[Supplied data start]

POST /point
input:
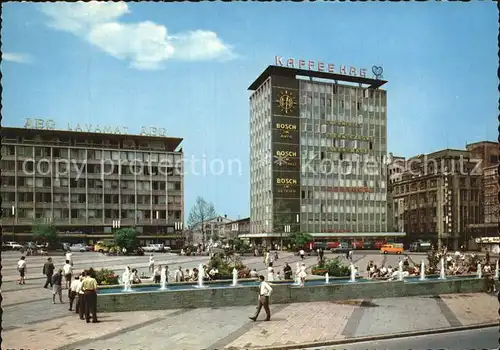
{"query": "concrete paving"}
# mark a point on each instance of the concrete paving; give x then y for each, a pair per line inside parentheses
(30, 318)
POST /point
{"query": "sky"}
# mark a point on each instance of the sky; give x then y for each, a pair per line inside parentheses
(186, 67)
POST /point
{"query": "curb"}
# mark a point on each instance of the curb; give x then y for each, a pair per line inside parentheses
(378, 337)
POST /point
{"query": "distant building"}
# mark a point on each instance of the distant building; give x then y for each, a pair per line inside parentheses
(395, 168)
(237, 228)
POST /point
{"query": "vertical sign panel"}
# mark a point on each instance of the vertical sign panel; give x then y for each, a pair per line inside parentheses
(286, 153)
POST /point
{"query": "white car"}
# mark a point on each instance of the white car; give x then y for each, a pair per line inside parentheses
(79, 248)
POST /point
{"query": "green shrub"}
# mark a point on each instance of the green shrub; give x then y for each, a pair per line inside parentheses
(104, 276)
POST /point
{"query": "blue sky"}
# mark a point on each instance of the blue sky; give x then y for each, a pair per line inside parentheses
(186, 67)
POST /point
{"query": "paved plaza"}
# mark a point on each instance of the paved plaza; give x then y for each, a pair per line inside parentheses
(30, 320)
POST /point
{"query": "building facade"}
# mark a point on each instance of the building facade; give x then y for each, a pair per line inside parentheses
(395, 169)
(88, 184)
(318, 145)
(236, 228)
(437, 197)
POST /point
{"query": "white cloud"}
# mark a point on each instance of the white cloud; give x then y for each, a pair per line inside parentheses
(16, 57)
(146, 45)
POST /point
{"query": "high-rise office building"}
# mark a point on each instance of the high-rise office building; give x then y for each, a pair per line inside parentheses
(318, 145)
(86, 184)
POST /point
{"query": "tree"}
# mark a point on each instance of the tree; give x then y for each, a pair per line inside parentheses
(201, 212)
(126, 238)
(46, 233)
(299, 239)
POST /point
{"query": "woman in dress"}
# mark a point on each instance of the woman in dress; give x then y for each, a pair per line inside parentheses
(302, 275)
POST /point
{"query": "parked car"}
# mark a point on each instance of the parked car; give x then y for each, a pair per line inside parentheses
(13, 246)
(79, 247)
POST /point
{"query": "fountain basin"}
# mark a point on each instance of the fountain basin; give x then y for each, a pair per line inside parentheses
(221, 294)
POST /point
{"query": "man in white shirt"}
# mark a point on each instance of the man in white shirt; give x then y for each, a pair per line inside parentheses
(264, 293)
(151, 263)
(68, 272)
(80, 303)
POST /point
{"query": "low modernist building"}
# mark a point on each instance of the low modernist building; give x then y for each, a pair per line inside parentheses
(87, 184)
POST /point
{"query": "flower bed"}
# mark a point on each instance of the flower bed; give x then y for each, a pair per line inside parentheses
(104, 277)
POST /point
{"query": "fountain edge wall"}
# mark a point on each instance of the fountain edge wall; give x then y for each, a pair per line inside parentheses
(282, 294)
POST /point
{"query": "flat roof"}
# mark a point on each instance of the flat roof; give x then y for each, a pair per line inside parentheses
(172, 142)
(293, 72)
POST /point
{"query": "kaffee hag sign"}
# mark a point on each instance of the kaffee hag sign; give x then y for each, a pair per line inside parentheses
(319, 66)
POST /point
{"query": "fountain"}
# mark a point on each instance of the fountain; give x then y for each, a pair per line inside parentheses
(353, 273)
(201, 274)
(235, 278)
(442, 274)
(163, 278)
(126, 280)
(422, 270)
(400, 270)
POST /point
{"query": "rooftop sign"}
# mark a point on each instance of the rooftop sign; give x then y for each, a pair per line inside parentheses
(50, 124)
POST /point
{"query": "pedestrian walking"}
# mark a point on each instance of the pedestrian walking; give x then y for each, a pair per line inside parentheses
(57, 286)
(89, 287)
(80, 303)
(21, 267)
(48, 271)
(264, 294)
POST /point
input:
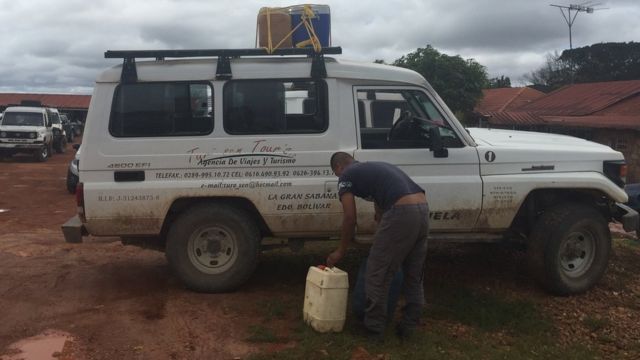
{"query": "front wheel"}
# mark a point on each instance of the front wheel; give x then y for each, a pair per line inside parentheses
(569, 248)
(213, 247)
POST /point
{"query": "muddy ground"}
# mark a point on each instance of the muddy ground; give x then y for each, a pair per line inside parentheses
(121, 302)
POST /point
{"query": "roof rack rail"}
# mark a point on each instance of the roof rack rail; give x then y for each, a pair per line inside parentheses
(223, 70)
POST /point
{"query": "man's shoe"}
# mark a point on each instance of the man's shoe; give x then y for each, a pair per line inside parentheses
(404, 332)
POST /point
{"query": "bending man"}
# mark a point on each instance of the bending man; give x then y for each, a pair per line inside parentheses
(400, 240)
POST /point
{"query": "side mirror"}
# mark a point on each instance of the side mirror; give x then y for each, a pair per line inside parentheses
(436, 144)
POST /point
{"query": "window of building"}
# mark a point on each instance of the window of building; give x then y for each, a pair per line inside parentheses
(620, 143)
(400, 119)
(275, 107)
(162, 109)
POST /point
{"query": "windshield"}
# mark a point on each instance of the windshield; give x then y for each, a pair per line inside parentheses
(23, 119)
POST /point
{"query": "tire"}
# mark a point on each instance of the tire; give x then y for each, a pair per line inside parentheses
(72, 181)
(569, 248)
(61, 145)
(42, 154)
(213, 247)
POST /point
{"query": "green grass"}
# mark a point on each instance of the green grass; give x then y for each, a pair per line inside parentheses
(595, 324)
(274, 308)
(494, 325)
(486, 312)
(496, 328)
(261, 334)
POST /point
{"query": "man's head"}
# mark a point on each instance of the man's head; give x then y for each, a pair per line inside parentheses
(340, 161)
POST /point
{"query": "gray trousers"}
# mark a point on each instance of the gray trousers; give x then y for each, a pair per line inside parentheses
(400, 241)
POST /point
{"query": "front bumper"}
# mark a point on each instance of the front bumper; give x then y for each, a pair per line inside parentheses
(628, 217)
(21, 145)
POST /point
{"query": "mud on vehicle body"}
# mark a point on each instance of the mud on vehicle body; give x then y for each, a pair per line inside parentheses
(207, 156)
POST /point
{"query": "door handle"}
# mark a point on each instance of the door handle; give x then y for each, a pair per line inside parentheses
(127, 176)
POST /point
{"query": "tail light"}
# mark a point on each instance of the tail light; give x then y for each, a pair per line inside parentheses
(616, 171)
(80, 200)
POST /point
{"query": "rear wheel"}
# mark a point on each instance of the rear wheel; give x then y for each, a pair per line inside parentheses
(42, 154)
(569, 248)
(213, 247)
(72, 181)
(61, 144)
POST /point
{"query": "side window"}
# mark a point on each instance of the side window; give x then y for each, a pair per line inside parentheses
(162, 109)
(399, 119)
(275, 107)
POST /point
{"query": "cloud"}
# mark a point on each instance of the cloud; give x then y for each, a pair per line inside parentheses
(58, 45)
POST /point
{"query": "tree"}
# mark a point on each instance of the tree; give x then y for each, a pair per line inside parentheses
(458, 81)
(499, 82)
(554, 74)
(604, 62)
(595, 63)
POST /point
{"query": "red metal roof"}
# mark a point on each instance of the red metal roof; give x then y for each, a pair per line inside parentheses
(583, 99)
(505, 99)
(62, 101)
(514, 118)
(609, 121)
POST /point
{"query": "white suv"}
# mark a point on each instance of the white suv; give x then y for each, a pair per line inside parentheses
(26, 129)
(210, 155)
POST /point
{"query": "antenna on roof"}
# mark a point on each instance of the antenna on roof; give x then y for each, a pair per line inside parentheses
(588, 7)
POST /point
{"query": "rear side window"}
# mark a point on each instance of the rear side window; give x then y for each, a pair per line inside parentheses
(162, 109)
(275, 107)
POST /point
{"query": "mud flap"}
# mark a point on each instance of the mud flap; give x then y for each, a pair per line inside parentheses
(627, 216)
(73, 230)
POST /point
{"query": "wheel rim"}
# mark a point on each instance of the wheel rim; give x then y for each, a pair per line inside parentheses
(212, 249)
(577, 252)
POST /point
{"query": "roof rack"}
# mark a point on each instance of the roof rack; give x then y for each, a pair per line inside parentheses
(223, 70)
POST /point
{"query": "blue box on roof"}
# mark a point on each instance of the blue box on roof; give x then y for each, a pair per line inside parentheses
(321, 23)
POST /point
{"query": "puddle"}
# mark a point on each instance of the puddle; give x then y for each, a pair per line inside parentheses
(43, 346)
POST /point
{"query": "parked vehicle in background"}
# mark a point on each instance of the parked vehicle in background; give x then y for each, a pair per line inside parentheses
(77, 127)
(26, 129)
(68, 127)
(210, 182)
(72, 172)
(59, 135)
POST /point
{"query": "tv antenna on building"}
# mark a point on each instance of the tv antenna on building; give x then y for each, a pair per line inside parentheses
(588, 7)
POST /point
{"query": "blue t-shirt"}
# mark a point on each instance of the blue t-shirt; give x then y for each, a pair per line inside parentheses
(378, 181)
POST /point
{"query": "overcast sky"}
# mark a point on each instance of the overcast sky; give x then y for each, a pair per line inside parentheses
(58, 45)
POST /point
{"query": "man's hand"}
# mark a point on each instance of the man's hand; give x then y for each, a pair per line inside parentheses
(334, 258)
(378, 215)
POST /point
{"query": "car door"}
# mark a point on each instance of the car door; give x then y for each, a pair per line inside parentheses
(452, 182)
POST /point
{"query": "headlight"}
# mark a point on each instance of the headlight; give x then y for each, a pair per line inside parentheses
(616, 171)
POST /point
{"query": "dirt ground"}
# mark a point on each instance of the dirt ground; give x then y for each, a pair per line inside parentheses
(121, 302)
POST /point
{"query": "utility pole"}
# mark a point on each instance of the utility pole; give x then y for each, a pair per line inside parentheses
(570, 18)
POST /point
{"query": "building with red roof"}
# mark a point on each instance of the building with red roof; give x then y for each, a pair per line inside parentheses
(604, 112)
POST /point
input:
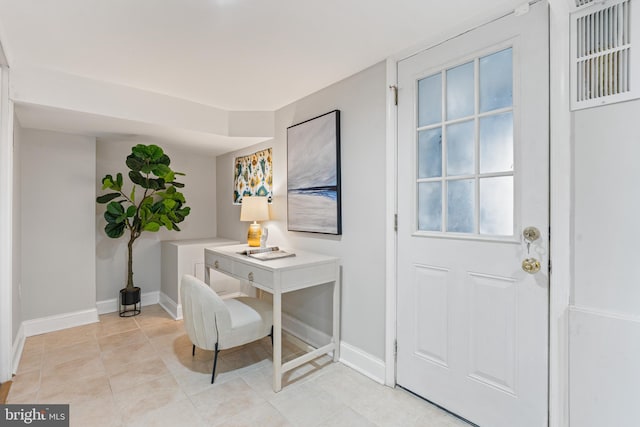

[Supplied data end]

List every line in the rows above that contains the string "flap". Case counts.

◆ Expected output:
{"query": "mud flap"}
# mark a point on each instance of the mud flap; give x then y for each, a pair per line inside parentheses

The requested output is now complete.